▸ Exercise brief
The article on online video captioning below names several industry players that gave input to the new profile. List all of them.

▸ Reading text
Enabling Professional-Quality Online Video: New Specifications for Interoperable Captioning

Video captioning on the Web is about to get significantly better, putting in place another critical building block for enabling professional-quality online video delivery and playback. To achieve the experience of broadcast television, the Web needs to provide captioning capabilities including word highlighting, tight synchronization between captions and spoken word, flexible caption positioning, caption styling, and caption animations – all of which are part of a recently published profile specification from the W3C Timed Text Working Group (TTWG). Microsoft has joined with content owners, video distributors, and device providers in developing the specifications to ensure interoperability and streamline closed caption authoring and delivery. For content and tool providers, the specification enables authoring of interoperable caption files for delivery to a wide variety of software and devices, while meeting evolving industry requirements.

Captioning is an intrinsic part of any professional-quality video experience—and the impact goes far beyond enabling the hearing impaired to gain full access to the video content. Captions are turned on in loud environments, such as at the gym. Captioning is used to help us all understand foreign language films. Of course, I’m surely not the only person who turns on captions to better understand difficult accents in movies streamed on Netflix.

In February 2013, Microsoft joined industry stakeholders in the W3C Timed Text Working Group (TTWG) to deliver the TTML Simple Delivery Profile for Closed Captions (SDP-US) profile specification. This new profile was created with input from media industry experts from DECE, SMPTE, EBU and industry players including Adobe, MovieLabs, NBC Universal, Cox, Apple, Netflix and Microsoft.

SDP-US is based on Timed Text Markup Language (TTML) (a caption interchange specification that has been used in the professional video industry for years) and clearly defines key caption format features like layout, style, timing and content requirements, enabling content authors and tool providers to easily create interoperable caption files that meet evolving industry requirements. SDP-US will help streamline creation of closed captions to deliver media content to the Web across a wide variety of software and devices – in a browser like Internet Explorer, on devices such as Xbox or through applications built using the Microsoft Media Player Framework.

▸ The data
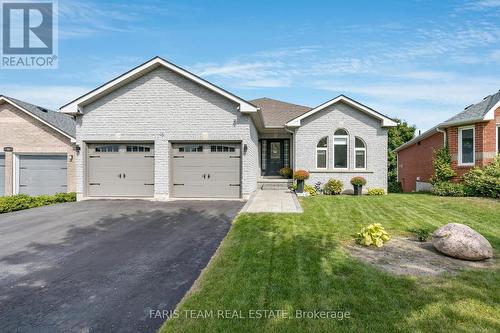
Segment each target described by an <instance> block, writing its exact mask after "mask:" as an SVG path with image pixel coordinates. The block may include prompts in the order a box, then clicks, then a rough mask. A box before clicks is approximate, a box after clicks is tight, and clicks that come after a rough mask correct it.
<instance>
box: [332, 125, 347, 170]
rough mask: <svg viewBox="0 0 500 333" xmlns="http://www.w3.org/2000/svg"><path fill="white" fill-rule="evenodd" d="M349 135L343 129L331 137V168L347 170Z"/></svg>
mask: <svg viewBox="0 0 500 333" xmlns="http://www.w3.org/2000/svg"><path fill="white" fill-rule="evenodd" d="M348 142H349V135H348V134H347V131H346V130H344V129H338V130H336V131H335V133H334V135H333V167H334V168H336V169H347V167H348V164H347V161H348V160H349V159H348V154H347V152H348Z"/></svg>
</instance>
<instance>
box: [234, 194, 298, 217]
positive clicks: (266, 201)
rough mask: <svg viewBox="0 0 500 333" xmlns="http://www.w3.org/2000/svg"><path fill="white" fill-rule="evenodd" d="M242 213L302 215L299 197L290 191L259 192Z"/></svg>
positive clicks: (243, 209)
mask: <svg viewBox="0 0 500 333" xmlns="http://www.w3.org/2000/svg"><path fill="white" fill-rule="evenodd" d="M241 212H242V213H302V212H303V210H302V207H300V204H299V200H298V199H297V195H295V193H294V192H292V191H289V190H259V191H257V192H255V193H254V194H253V195H252V196H251V197H250V199H249V200H248V202H247V203H246V205H245V206H244V207H243V209H242V210H241Z"/></svg>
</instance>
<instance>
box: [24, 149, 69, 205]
mask: <svg viewBox="0 0 500 333" xmlns="http://www.w3.org/2000/svg"><path fill="white" fill-rule="evenodd" d="M18 161H19V162H18V163H19V178H18V184H19V185H18V188H19V191H18V193H20V194H28V195H40V194H55V193H61V192H67V183H66V182H67V179H68V178H67V171H68V170H67V169H68V167H67V162H66V155H50V156H49V155H19V160H18Z"/></svg>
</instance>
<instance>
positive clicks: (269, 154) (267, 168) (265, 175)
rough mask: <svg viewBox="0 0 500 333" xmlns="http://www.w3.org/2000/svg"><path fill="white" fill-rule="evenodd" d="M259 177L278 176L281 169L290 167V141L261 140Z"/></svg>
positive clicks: (276, 139)
mask: <svg viewBox="0 0 500 333" xmlns="http://www.w3.org/2000/svg"><path fill="white" fill-rule="evenodd" d="M259 142H260V155H261V156H260V170H261V176H280V173H279V171H280V169H281V168H285V167H287V168H289V167H290V139H261V140H259Z"/></svg>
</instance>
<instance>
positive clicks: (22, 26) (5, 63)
mask: <svg viewBox="0 0 500 333" xmlns="http://www.w3.org/2000/svg"><path fill="white" fill-rule="evenodd" d="M0 4H1V15H0V20H1V27H2V31H1V48H2V49H1V62H0V67H1V68H2V69H55V68H57V67H58V64H59V61H58V60H59V56H58V51H59V44H58V39H59V38H58V1H57V0H0Z"/></svg>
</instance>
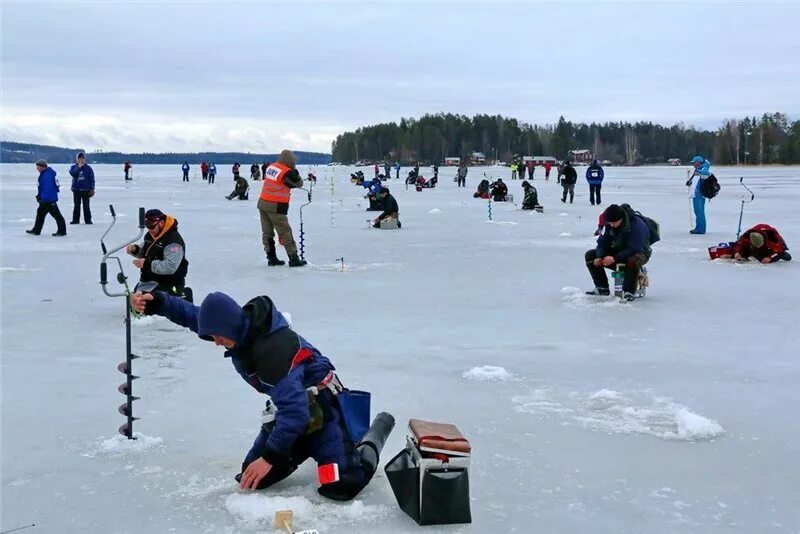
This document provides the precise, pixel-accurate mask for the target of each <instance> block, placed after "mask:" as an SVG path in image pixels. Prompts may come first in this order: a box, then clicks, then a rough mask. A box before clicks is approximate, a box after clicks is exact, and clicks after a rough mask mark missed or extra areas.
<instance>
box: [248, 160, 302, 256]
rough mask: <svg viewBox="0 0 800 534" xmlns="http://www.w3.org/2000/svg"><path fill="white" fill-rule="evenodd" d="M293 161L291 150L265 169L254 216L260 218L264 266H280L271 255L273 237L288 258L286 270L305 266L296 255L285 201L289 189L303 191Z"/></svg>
mask: <svg viewBox="0 0 800 534" xmlns="http://www.w3.org/2000/svg"><path fill="white" fill-rule="evenodd" d="M295 163H296V160H295V157H294V154H293V153H292V151H291V150H284V151H282V152H281V155H280V156H279V157H278V161H276V162H275V163H273V164H271V165H270V166H269V167H267V171H266V172H265V173H264V185H263V186H262V188H261V196H260V197H259V199H258V213H259V215H260V216H261V241H262V243H264V252H266V253H267V264H268V265H270V266H273V265H284V263H285V262H284V261H282V260H279V259H278V256H277V254H276V253H275V237H274V236H275V233H276V232H277V234H278V240H279V241H280V243H281V245H283V247H284V248H285V249H286V254H288V255H289V267H302V266H303V265H305V264H306V263H307V262H306V261H305V260H301V259H300V258H299V257H298V255H297V244H295V242H294V237H293V236H292V227H291V226H289V217H288V216H287V215H288V213H289V199H290V198H291V189H292V188H295V187H303V178H302V177H301V176H300V173H299V172H297V169H296V168H295Z"/></svg>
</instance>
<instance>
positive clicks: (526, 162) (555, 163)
mask: <svg viewBox="0 0 800 534" xmlns="http://www.w3.org/2000/svg"><path fill="white" fill-rule="evenodd" d="M522 161H524V162H525V163H528V162H529V161H532V162H533V164H534V165H536V166H537V167H544V164H545V163H546V162H548V161H549V162H550V165H552V166H553V167H555V166H556V165H557V164H558V160H556V158H554V157H553V156H525V157H523V158H522Z"/></svg>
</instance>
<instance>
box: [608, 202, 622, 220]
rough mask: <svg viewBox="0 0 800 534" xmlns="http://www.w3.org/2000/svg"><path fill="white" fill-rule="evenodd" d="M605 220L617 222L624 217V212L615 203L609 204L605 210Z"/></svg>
mask: <svg viewBox="0 0 800 534" xmlns="http://www.w3.org/2000/svg"><path fill="white" fill-rule="evenodd" d="M605 216H606V222H617V221H621V220H622V219H624V218H625V212H624V211H622V208H620V207H619V206H618V205H616V204H611V205H610V206H609V207H607V208H606V211H605Z"/></svg>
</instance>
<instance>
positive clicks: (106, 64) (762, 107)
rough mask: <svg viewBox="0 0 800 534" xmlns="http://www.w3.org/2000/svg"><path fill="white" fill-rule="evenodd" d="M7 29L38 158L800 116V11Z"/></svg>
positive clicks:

▸ Result of the exercise
Adobe, MovieLabs, NBC Universal, Cox, Apple, Netflix, Microsoft